**Data extracts**

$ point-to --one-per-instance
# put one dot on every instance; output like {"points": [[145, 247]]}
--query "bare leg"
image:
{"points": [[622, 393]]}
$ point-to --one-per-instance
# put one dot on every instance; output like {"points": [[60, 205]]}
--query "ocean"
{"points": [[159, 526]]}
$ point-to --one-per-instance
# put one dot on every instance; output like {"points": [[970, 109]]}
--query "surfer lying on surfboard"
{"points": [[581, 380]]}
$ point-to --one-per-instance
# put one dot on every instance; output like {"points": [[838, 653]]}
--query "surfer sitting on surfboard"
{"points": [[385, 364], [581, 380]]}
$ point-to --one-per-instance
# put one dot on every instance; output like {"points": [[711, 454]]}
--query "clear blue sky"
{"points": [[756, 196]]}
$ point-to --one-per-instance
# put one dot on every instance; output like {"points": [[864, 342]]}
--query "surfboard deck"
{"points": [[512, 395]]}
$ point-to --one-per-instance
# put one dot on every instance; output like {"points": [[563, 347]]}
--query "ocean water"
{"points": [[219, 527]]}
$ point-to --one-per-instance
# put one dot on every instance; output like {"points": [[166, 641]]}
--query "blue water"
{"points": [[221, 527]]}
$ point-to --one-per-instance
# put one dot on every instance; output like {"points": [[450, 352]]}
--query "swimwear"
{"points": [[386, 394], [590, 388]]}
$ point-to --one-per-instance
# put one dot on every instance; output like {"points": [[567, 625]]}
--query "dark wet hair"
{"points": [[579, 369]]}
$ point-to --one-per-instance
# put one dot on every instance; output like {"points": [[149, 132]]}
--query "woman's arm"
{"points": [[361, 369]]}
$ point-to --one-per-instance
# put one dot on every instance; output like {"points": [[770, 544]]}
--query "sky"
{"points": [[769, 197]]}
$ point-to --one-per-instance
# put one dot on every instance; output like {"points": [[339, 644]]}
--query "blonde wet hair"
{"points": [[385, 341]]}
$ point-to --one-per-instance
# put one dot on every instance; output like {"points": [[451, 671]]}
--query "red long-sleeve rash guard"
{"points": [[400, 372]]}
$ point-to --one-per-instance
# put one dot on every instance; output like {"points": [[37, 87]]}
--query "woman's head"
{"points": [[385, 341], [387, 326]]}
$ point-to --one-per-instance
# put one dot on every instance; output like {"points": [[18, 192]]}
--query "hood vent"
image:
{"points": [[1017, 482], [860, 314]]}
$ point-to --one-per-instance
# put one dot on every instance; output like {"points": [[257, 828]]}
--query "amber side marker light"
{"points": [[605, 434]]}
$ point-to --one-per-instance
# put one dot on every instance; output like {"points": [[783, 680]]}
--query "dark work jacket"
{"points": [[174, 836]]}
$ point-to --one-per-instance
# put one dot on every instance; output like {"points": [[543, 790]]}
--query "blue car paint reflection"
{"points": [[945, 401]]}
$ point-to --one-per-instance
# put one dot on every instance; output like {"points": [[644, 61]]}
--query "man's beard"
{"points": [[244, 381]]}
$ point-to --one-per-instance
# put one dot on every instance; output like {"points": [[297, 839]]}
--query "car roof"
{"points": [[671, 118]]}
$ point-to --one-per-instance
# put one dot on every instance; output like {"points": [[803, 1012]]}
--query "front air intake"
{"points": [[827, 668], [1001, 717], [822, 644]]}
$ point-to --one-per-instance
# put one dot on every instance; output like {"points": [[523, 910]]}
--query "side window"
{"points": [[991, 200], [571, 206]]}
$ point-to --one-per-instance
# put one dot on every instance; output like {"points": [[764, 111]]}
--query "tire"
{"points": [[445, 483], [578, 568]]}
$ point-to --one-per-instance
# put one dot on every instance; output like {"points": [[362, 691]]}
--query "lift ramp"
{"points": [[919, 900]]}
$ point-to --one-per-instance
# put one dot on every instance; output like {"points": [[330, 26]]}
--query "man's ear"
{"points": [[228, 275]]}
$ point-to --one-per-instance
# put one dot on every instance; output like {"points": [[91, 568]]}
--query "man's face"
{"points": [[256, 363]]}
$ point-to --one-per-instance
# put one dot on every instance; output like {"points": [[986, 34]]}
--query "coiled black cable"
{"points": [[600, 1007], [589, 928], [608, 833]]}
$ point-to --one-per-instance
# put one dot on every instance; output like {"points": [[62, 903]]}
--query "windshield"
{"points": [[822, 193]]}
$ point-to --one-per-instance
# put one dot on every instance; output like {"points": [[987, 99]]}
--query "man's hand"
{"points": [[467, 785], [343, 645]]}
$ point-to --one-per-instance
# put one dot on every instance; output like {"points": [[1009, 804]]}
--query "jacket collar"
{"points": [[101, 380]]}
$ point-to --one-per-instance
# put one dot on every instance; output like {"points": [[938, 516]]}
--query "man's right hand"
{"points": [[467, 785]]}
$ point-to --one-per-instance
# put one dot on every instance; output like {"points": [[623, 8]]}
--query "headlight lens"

**Task objective**
Write out the entire listing exactly.

**Solution for this task**
$ point-to --one-per-instance
# put one dot on every instance; output like {"points": [[145, 247]]}
--query "bare leg"
image:
{"points": [[622, 393]]}
$ point-to --one-per-instance
# put one dot on every instance; output like {"points": [[60, 205]]}
--query "ocean"
{"points": [[159, 526]]}
$ point-to --one-per-instance
# put one dot on every instance; output like {"points": [[970, 109]]}
--query "surfer lying on surfboard"
{"points": [[581, 380]]}
$ point-to --one-per-instance
# put one dot on every instance; output like {"points": [[838, 653]]}
--query "surfer sitting on surfboard"
{"points": [[385, 364], [581, 380]]}
$ point-to --one-per-instance
# put one dot on every instance; output like {"points": [[711, 454]]}
--query "clear blue sky"
{"points": [[756, 196]]}
$ point-to --one-per-instance
# put one dot on every instance; output like {"points": [[864, 342]]}
--query "surfboard deck"
{"points": [[512, 395]]}
$ point-to --one-per-instance
# put one dot on every instance; output like {"points": [[563, 347]]}
--query "ocean water"
{"points": [[219, 527]]}
$ point-to --one-per-instance
# put one dot on every instance; output like {"points": [[166, 641]]}
--query "blue water"
{"points": [[221, 527]]}
$ point-to --one-per-instance
# put one dot on every instance; output like {"points": [[450, 352]]}
--query "swimwear"
{"points": [[386, 394], [590, 388]]}
$ point-to --one-per-instance
# put one dot on every instance; output like {"points": [[567, 625]]}
--query "dark wet hair"
{"points": [[579, 369]]}
$ point-to --one-per-instance
# put one dot on every instance; output like {"points": [[149, 132]]}
--query "woman's arm"
{"points": [[361, 369]]}
$ point-to --one-per-instance
# put one dot on every instance; output like {"points": [[770, 544]]}
--query "sky"
{"points": [[769, 197]]}
$ point-to --one-per-instance
# put one dot on every instance; output like {"points": [[339, 644]]}
--query "blonde wet hair"
{"points": [[385, 341]]}
$ point-to --one-per-instance
# put one dot on every instance; output like {"points": [[451, 671]]}
--query "red long-sleeve rash guard"
{"points": [[400, 372]]}
$ point-to --one-per-instance
# put one dot on every instance; output like {"points": [[37, 87]]}
--query "woman's head"
{"points": [[385, 341], [387, 326]]}
$ point-to --one-per-instance
# put one dot on every instance; output like {"points": [[18, 192]]}
--query "hood vent"
image:
{"points": [[1017, 482], [860, 314]]}
$ point-to --one-per-instance
# put one dot on every instance; output like {"points": [[257, 828]]}
--query "amber side marker light"
{"points": [[605, 434]]}
$ point-to --one-per-instance
# put one dot on every instance; output like {"points": [[783, 680]]}
--query "dark work jacket"
{"points": [[174, 836]]}
$ point-to --one-per-instance
# put one dot on every instance; output like {"points": [[543, 790]]}
--query "blue car paint reflection"
{"points": [[945, 401]]}
$ point-to --one-per-instance
# put one dot on every instance; output like {"points": [[644, 61]]}
--query "man's beard"
{"points": [[244, 381]]}
$ point-to --one-per-instance
# put one dot on every instance; output like {"points": [[297, 839]]}
--query "car roof"
{"points": [[671, 118]]}
$ point-to --one-per-instance
# put one dot on every instance; output like {"points": [[803, 1012]]}
--query "front air intake"
{"points": [[827, 668], [1001, 717], [822, 644]]}
$ point-to --one-per-instance
# put one dot on every instance; output like {"points": [[523, 910]]}
--query "side window"
{"points": [[991, 200], [571, 206]]}
$ point-to --one-per-instance
# put one dot on every instance; output like {"points": [[764, 111]]}
--query "tire"
{"points": [[445, 483], [578, 568]]}
$ point-to --one-per-instance
# put one dot on every instance; output like {"points": [[362, 691]]}
--query "lift ramp"
{"points": [[919, 900]]}
$ point-to --one-per-instance
# put one dot on every instance; output like {"points": [[330, 26]]}
--query "man's ear"
{"points": [[228, 275]]}
$ point-to --one-per-instance
# put one dot on every instance; output like {"points": [[91, 568]]}
--query "man's face"
{"points": [[256, 363]]}
$ point-to --one-per-instance
# put one dot on every instance; output like {"points": [[986, 34]]}
--query "coiled black cable"
{"points": [[600, 1007], [589, 928], [608, 833]]}
$ point-to --one-per-instance
# put one dot on every instance; output like {"points": [[62, 903]]}
--query "windshield"
{"points": [[822, 193]]}
$ point-to --one-per-instance
# put one dot on every instance; output like {"points": [[987, 99]]}
--query "man's hand"
{"points": [[467, 785], [343, 645]]}
$ point-to --one-per-instance
# put one dot on every instance; output like {"points": [[1009, 804]]}
--query "jacket collar"
{"points": [[101, 380]]}
$ point-to --one-per-instance
# put one dot on every instance; output like {"points": [[938, 516]]}
--query "man's right hand"
{"points": [[467, 785]]}
$ point-to --one-per-instance
# put one dot on every instance; output like {"points": [[623, 8]]}
--query "headlight lens"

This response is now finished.